Task description: Display every line of the items below that contains the string "white". Letter case counts.

+ + +

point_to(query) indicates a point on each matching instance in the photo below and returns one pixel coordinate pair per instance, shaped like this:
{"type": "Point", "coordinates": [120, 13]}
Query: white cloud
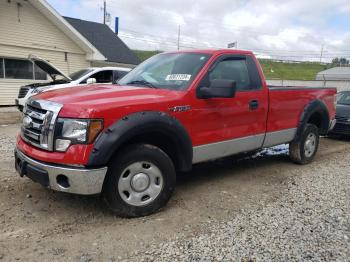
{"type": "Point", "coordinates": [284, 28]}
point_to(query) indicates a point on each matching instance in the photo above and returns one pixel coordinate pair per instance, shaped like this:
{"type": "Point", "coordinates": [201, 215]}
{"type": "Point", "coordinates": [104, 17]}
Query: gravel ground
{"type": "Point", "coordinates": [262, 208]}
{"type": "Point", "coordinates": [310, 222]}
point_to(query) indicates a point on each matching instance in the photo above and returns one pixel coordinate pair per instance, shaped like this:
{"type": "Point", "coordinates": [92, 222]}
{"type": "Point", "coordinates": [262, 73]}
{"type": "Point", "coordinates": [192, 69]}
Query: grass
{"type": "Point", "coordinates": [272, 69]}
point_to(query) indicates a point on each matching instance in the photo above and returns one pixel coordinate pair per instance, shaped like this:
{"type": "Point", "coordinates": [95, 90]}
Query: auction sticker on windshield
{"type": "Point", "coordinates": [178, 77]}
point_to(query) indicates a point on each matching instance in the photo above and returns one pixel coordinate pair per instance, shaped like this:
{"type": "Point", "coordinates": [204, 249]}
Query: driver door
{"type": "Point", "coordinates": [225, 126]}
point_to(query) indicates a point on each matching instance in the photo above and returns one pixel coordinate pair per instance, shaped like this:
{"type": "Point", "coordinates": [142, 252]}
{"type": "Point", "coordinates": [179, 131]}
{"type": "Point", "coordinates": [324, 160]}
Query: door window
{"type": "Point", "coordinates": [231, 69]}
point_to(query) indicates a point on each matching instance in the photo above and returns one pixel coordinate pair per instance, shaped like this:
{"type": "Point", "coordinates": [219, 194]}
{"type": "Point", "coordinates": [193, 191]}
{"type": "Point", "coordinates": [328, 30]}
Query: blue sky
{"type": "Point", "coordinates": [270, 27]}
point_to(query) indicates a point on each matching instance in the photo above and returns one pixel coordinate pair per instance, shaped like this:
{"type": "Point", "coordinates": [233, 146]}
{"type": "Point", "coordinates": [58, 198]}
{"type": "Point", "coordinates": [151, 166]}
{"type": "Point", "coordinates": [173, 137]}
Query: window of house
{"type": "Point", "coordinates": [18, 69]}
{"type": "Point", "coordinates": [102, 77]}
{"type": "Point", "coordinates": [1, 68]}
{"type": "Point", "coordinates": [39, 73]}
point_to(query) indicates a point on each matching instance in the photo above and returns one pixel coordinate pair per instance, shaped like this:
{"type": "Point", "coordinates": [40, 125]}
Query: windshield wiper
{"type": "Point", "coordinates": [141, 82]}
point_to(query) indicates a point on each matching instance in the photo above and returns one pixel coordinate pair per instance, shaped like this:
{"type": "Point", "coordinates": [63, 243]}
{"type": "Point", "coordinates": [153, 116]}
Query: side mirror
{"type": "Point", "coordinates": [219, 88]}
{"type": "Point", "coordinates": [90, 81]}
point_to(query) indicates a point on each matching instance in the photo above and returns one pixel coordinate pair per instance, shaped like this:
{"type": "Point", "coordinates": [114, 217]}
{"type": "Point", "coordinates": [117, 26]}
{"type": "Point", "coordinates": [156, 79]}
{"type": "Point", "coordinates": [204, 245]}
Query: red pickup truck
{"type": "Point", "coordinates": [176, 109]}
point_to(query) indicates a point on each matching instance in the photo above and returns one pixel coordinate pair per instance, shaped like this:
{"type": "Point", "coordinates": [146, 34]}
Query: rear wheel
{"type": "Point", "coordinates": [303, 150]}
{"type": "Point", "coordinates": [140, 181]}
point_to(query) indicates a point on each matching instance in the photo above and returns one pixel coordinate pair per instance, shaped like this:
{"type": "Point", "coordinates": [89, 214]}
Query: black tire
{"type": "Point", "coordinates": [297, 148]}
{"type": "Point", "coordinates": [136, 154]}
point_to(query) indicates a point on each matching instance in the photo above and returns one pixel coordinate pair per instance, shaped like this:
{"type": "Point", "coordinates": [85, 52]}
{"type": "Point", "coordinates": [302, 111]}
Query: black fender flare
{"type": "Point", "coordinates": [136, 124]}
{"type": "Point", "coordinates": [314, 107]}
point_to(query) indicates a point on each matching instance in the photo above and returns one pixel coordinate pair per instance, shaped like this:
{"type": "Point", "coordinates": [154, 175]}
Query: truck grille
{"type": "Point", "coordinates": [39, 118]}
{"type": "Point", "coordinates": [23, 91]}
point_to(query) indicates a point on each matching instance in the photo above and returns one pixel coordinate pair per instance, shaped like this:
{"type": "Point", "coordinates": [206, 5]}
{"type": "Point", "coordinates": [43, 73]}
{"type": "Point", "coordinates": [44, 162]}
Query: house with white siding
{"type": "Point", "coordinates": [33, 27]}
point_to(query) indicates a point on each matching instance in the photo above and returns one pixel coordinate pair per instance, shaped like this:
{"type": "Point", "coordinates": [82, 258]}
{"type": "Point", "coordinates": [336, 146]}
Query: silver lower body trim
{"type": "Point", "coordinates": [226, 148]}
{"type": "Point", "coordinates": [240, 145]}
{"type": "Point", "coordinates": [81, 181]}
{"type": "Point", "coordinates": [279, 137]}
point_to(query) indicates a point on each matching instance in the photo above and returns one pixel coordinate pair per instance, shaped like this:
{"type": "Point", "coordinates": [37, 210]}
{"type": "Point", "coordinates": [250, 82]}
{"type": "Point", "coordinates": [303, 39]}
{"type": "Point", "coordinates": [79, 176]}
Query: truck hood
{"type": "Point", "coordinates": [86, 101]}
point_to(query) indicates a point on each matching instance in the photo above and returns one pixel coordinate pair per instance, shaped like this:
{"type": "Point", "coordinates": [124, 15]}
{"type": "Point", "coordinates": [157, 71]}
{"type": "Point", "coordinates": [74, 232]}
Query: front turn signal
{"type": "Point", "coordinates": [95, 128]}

+ + +

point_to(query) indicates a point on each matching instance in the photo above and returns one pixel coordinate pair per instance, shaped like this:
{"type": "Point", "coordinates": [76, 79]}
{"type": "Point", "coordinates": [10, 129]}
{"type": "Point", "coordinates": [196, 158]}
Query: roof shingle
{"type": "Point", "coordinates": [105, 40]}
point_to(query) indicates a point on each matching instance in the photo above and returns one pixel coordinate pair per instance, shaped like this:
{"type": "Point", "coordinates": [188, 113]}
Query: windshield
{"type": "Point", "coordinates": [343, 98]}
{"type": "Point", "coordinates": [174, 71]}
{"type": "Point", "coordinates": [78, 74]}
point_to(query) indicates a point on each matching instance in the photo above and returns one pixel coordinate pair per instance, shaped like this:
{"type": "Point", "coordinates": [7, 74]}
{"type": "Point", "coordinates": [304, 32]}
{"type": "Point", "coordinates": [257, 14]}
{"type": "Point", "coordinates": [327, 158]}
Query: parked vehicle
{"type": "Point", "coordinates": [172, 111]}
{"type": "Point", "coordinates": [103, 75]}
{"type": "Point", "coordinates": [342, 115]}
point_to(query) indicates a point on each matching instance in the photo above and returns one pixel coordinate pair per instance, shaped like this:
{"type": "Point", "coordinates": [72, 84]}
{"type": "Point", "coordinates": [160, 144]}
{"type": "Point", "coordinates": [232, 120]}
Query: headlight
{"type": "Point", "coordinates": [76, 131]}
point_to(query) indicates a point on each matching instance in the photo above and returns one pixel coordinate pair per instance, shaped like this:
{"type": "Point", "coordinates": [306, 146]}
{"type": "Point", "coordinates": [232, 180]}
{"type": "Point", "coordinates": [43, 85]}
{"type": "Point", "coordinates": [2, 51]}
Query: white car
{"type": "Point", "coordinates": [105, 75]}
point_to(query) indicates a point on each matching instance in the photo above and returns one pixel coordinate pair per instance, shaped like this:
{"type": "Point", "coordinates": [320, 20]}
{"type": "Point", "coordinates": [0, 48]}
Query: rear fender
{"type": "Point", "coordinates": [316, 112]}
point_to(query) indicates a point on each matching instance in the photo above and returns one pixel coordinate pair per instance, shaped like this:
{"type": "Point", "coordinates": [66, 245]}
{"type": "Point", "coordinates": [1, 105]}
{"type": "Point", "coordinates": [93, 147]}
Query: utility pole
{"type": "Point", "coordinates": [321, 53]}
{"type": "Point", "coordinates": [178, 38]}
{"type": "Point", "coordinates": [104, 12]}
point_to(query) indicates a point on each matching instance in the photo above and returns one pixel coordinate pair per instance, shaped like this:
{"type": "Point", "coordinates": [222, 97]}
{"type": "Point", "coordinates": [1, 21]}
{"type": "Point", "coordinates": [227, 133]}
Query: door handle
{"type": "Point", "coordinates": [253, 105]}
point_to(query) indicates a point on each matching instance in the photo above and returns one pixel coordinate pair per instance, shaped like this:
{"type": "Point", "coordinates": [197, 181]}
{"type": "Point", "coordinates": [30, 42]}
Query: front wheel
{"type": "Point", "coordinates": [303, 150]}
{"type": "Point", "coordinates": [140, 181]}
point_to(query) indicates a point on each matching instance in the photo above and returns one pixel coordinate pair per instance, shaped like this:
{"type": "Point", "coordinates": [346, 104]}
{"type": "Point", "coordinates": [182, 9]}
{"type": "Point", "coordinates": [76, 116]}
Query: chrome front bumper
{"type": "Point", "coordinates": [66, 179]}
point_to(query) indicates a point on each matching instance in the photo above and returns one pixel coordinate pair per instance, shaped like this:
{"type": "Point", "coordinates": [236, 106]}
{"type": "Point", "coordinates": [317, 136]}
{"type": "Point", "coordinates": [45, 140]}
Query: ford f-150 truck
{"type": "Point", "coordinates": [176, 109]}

+ + +

Task answer:
Query: white cloud
Query: house with white siding
Query: white car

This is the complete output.